Re: [PATCH 00/28] PM: QoS: Get rid of unuseful code and rework CPU latency QoS interface

From: Francisco Jerez
Date: Thu Feb 13 2020 - 19:14:13 EST


"Rafael J. Wysocki" <rafael@xxxxxxxxxx> writes:

> On Thu, Feb 13, 2020 at 9:07 AM Francisco Jerez <currojerez@xxxxxxxxxx> wrote:
>>
>> "Rafael J. Wysocki" <rafael@xxxxxxxxxx> writes:
>>
>> > On Thu, Feb 13, 2020 at 12:31 AM Francisco Jerez <currojerez@xxxxxxxxxx> wrote:
>> >>
>> >> "Rafael J. Wysocki" <rjw@xxxxxxxxxxxxx> writes:
>> >>
>> >> > Hi All,
>> >> >
>> >> > This series of patches is based on the observation that after commit
>> >> > c3082a674f46 ("PM: QoS: Get rid of unused flags") the only global PM QoS class
>> >> > in use is PM_QOS_CPU_DMA_LATENCY, but there is still a significant amount of
>> >> > code dedicated to the handling of global PM QoS classes in general. That code
>> >> > takes up space and adds overhead in vain, so it is better to get rid of it.
>> >> >
>> >> > Moreover, with that unuseful code removed, the interface for adding QoS
>> >> > requests for CPU latency becomes inelegant and confusing, so it is better to
>> >> > clean it up.
>> >> >
>> >> > Patches [01/28-12/28] do the first part described above, which also includes
>> >> > some assorted cleanups of the core PM QoS code that doesn't go away.

- - -

→ **THINGS TO DO**
(1) Summarize the PM QoS email in three sentences.
(2) Carry on the PM QoS email from the point where it stops.

(Point-based annotation data)

- - -

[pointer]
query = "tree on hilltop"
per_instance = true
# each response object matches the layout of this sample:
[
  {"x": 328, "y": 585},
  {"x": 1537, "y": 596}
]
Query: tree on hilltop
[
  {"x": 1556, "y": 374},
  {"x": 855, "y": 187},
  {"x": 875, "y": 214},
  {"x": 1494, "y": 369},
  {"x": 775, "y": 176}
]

- - -

→ **EXPECTED OUTPUTS**
(1) In a reply dated February 13, 2020, Francisco Jerez quotes a cover letter by Rafael J. Wysocki for a patch series on PM QoS. The cover letter says that after commit c3082a674f46 the only global PM QoS class still in use is PM_QOS_CPU_DMA_LATENCY, so the remaining code for handling global classes in general takes up space and adds overhead in vain and should be removed, after which the CPU latency QoS interface should be cleaned up. Patches 01/28 through 12/28 carry out the removal, along with some cleanups of the core PM QoS code that stays.

(2)
>> >> >
>> >> > Patches [13/28-25/28] rework the CPU latency QoS interface (in the classic
>> >> > "define stubs, migrate users, change the API proper" manner), patches
>> >> > [26-27/28] update the general comments and documentation to match the code
>> >> > after the previous changes and the last one makes the CPU latency QoS depend
>> >> > on CPU_IDLE (because cpuidle is the only user of its target value today).
>> >> >
>> >> > The majority of the patches in this series don't change the functionality of
>> >> > the code at all (at least not intentionally).
>> >> >
>> >> > Please refer to the changelogs of individual patches for details.
>> >> >
>> >> > Thanks!
>> >>
>> >> Hi Rafael,
>> >>
>> >> I believe some of the interfaces removed here could be useful in the
>> >> near future.
>> >
>> > I disagree.
>> >
>> >> It goes back to the energy efficiency- (and IGP graphics
>> >> performance-)improving series I submitted a while ago [1]. It relies on
>> >> some mechanism for the graphics driver to report an I/O bottleneck to
>> >> CPUFREQ, allowing it to make a more conservative trade-off between
>> >> energy efficiency and latency, which can greatly reduce the CPU package
>> >> energy usage of IO-bound applications (in some graphics benchmarks I've
>> >> seen it reduced by over 40% on my ICL laptop), and therefore also allows
>> >> TDP-bound applications to obtain a reciprocal improvement in throughput.
>> >>
>> >> I'm not particularly fond of the global PM QoS interfaces TBH, it seems
>> >> like an excessively blunt hammer to me, so I can very much relate to the
>> >> purpose of this series. However the finer-grained solution I've
>> >> implemented has seen some push-back from i915 and CPUFREQ devs due to
>> >> its complexity, since it relies on task scheduler changes in order to
>> >> track IO bottlenecks per-process (roughly as suggested by Peter Zijlstra
>> >> during our previous discussions), pretty much in the spirit of PELT but
>> >> applied to IO utilization.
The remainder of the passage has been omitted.